> **EXERCÍCIOS PROPOSTOS**:
(a) Segundo a reportagem sobre a igreja rastafári, quantos pés de maconha a Guarda Municipal de Americana encontrou na sede da igreja?
(b) Na reportagem sobre a igreja rastafári, copie o trecho que começa nas palavras "A sentença é" e vai até "garantidas na Constituição.", inclusive, substituindo "chácara" por "propriedade".
(c) Reescreva de forma mais breve o parágrafo da reportagem sobre a igreja rastafári que começa com "A invasão à chácara", mantendo os fatos principais.
##### TEXTO EM ESTUDO #####
A primeira igreja rastafári do Brasil está vazia. Seu fundador, Ras Geraldinho –designação religiosa de Geraldo Antonio Baptista, 53,– deve passar os próximos 14 anos preso por tráfico de drogas.
A sentença é resultado dos 37 pés de maconha –que o líder rastafári diz plantar para uso religioso– encontrados pela Guarda Municipal de Americana em agosto de 2012 na sede da igreja, numa chácara da cidade a 127 km de SP.
Namorada de Ras Geraldinho, Marlene Martim, 50, diz estar perplexa com a decisão tomada pela Justiça neste mês. “A pena é maior do que para muitos assassinatos, estupros, sequestros”, afirma.
Os guardas chegaram ao templo após deter dois jovens com maconha e vasos para o plantio da cânabis. Segundo o processo, eles indicaram a chácara como origem da droga.
Marlene nega. “Eles vieram aqui, contaram sobre a viagem que um deles fez, ficaram um tempo e foram embora.”
Para Mauro Chaiben, um dos advogados de Ras Geraldinho, a condenação do líder rastafári vai contra as liberdades de consciência e religiosa, garantidas na Constituição.
“Tráfico pressupõe lucro, dinheiro, presença de armas, balanças de precisão, mas nada disso foi apresentado”, diz.
A invasão à chácara no ano passado foi a terceira desde 2010. “Eles não tinham mandado, como em todas as outras vezes, e o Geraldo abriu a porta”, diz Samir Gabriel Martim, 25, enteado do líder religioso.
Na sentença, o juiz Eugênio Augusto Clementi Júnior também determina a perda do imóvel, que deve ser transferido à União. “Sabíamos que o Ras seria condenado, pois os moradores de Americana conhecem a atuação rigorosa do juiz. Porém não tínhamos noção de que ele seria tão cruel”, diz Marlene.
“Houve preconceito, intolerância religiosa e um conservadorismo que não enxergou os ventos que sopram no mundo na questão da descriminalização da cânabis.”
O advogado cita trechos da sentença em que o juiz afirma que “se ele [Ras Geraldinho] quisesse seguir a religião deveria ir morar na Jamaica”.
Para Daniela Skromov, coordenadora do Núcleo de Direitos Humanos da Defensoria Pública de São Paulo, a decisão “vai na contramão de toda a discussão mais contemporânea sobre o assunto.”
##### DADOS EXTRAÍDOS #####
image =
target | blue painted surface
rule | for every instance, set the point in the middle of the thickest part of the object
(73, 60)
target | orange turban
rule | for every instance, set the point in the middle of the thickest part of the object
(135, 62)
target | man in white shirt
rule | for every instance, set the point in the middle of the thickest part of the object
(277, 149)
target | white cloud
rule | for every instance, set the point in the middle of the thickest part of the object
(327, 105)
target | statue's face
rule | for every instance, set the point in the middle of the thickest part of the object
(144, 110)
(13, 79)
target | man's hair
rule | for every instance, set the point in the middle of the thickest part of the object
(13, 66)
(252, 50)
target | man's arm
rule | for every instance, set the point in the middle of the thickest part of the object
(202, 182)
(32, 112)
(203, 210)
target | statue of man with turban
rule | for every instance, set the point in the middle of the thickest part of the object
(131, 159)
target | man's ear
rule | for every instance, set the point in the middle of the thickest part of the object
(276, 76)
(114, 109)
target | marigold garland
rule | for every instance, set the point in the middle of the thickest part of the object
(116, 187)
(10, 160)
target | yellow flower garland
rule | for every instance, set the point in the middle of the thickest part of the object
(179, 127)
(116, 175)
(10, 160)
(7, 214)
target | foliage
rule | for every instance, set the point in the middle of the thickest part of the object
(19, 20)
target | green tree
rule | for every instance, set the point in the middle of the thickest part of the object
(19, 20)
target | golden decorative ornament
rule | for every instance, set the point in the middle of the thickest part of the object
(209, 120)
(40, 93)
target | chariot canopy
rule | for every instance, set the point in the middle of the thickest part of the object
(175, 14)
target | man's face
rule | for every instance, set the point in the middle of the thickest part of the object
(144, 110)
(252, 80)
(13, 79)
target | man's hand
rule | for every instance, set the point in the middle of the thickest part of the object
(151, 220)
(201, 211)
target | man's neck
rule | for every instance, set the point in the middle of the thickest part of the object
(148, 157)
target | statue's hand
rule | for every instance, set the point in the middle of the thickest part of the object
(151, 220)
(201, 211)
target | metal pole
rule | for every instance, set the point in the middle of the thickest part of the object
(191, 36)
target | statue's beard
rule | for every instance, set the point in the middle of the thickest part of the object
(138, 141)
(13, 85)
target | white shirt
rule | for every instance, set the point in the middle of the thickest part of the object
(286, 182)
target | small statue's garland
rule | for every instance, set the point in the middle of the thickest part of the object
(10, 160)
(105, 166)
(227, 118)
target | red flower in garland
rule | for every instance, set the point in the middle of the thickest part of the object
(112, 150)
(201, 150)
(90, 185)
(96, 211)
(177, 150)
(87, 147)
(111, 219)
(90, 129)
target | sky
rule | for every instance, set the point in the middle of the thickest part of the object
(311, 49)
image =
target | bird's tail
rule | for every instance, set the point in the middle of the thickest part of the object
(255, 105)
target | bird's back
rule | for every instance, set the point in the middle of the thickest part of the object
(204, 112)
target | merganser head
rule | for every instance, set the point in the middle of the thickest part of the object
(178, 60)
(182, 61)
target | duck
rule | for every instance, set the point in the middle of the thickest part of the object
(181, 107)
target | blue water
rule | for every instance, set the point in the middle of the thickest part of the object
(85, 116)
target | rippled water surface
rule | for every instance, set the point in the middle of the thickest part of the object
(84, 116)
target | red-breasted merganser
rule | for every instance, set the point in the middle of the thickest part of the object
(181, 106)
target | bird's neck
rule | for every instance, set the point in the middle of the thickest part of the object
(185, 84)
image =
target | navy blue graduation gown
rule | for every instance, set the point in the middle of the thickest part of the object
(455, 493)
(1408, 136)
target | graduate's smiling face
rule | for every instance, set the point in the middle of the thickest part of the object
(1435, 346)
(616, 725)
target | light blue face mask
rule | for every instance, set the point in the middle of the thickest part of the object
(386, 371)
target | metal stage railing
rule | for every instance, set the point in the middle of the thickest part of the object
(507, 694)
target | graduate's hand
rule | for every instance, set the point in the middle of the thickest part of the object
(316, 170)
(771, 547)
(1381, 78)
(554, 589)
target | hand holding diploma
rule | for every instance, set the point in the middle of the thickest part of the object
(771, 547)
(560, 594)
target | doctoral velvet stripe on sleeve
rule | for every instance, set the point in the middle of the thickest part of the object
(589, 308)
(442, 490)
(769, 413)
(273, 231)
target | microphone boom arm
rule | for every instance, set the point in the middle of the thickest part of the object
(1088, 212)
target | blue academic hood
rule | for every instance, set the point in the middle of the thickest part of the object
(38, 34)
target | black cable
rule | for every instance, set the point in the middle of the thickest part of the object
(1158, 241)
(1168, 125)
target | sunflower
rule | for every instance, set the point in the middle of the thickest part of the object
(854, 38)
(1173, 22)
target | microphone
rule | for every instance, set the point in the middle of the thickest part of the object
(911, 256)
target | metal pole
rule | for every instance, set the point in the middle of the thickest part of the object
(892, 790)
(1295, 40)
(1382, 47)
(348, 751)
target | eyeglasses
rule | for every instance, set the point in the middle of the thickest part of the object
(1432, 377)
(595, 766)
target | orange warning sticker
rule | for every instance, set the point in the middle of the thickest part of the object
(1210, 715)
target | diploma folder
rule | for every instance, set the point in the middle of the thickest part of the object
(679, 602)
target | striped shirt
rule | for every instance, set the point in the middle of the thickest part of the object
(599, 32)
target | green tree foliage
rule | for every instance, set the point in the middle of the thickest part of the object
#####
> **RESPOSTAS DO EXERCÍCIO**:
(a) Foram encontrados 37 pés de maconha.

(b)
A sentença é resultado dos 37 pés de maconha –que o líder rastafári diz plantar para uso religioso– encontrados pela Guarda Municipal de Americana em agosto de 2012 na sede da igreja, numa propriedade da cidade a 127 km de SP.
Namorada de Ras Geraldinho, Marlene Martim, 50, diz estar perplexa com a decisão tomada pela Justiça neste mês. “A pena é maior do que para muitos assassinatos, estupros, sequestros”, afirma.
Os guardas chegaram ao templo após deter dois jovens com maconha e vasos para o plantio da cânabis. Segundo o processo, eles indicaram a propriedade como origem da droga.
Marlene nega. “Eles vieram aqui, contaram sobre a viagem que um deles fez, ficaram um tempo e foram embora.”
Para Mauro Chaiben, um dos advogados de Ras Geraldinho, a condenação do líder rastafári vai contra as liberdades de consciência e religiosa, garantidas na Constituição.

(c) A invasão da chácara no ano passado foi a terceira desde 2010. Segundo Samir Gabriel Martim, 25, enteado do líder religioso, não havia mandado, como nas outras vezes, e Geraldo abriu a porta.